Instrução dada 1
Renomeie "dark car" para "black car" nas linhas das entradas que vão da linha que contém "# point at: dark" até o fim das entradas, ambas incluídas. Reproduza essas linhas sem nenhuma outra alteração.

Trecho do texto
Nem todo mundo enxerga a mesma cor em um vestido. Nem todos veem o gato caminhando na mesma direção. As imagens que, nos últimos tempos, chamaram a atenção do público por ser interpretadas de diferentes maneiras são mais uma prova disso.
E é justamente essa diferença de olhar que resulta, muitas vezes, em grandes ideias. Pessoas enxergam uma oportunidade onde ninguém viu ou encontram novos caminhos em ideias já desenvolvidas, mas que podem, ainda, ser desdobradas.
No mundo do empreendedorismo, “pensar fora da caixa”, olhar por outros ângulos e arriscar em caminhos ou ideias que outros consideram malucas ou inviáveis é fundamental.
“Obviamente, qualquer empreendedor pode começar um negócio com uma fórmula pronta, mas nessas abordagens inovadoras é que se tem muito mais chance de crescimento”, diz Yuri Gitahy, especialista em empreendedorismo e inovação.

(Entradas de marcação da posição de objetos)
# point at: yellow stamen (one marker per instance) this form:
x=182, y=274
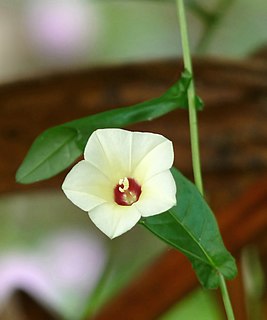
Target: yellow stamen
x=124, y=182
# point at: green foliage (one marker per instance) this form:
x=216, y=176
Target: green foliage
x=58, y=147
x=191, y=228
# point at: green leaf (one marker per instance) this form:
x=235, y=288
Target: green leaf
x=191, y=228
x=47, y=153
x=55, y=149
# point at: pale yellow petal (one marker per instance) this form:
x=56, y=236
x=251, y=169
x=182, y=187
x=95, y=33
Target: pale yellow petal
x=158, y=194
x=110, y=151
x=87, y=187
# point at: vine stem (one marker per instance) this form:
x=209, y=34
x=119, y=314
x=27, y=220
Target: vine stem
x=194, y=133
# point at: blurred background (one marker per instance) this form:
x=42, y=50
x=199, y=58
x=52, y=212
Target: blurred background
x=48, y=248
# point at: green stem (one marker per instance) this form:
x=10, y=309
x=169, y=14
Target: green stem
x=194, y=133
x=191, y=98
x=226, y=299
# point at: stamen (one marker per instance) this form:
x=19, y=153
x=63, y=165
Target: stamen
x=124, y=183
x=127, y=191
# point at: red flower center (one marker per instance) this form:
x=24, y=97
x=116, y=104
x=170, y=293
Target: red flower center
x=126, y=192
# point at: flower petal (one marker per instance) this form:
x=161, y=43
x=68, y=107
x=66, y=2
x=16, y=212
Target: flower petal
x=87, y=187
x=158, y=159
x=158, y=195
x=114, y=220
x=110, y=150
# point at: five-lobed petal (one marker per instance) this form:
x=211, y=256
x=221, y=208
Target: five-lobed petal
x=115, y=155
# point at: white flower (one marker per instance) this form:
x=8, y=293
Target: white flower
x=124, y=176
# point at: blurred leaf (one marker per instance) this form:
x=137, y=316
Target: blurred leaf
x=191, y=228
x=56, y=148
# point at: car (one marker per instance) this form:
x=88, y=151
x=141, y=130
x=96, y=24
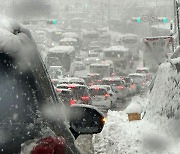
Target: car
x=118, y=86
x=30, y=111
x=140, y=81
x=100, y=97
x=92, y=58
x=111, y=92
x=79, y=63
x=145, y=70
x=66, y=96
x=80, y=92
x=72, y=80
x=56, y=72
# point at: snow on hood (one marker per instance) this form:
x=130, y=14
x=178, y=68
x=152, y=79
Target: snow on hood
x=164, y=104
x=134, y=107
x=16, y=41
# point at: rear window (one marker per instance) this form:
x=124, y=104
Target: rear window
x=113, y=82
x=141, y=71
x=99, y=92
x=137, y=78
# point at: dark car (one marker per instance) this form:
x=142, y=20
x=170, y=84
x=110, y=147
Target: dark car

Instrução dada 2
Segundo o texto sobre empreendedorismo, em que áreas Yuri Gitahy é especialista?

Resposta completa 1
# point at: black car (one marker per instance) this form:
x=142, y=20
x=170, y=84
x=110, y=147
Target: black car

Resposta completa 2
Em empreendedorismo e inovação.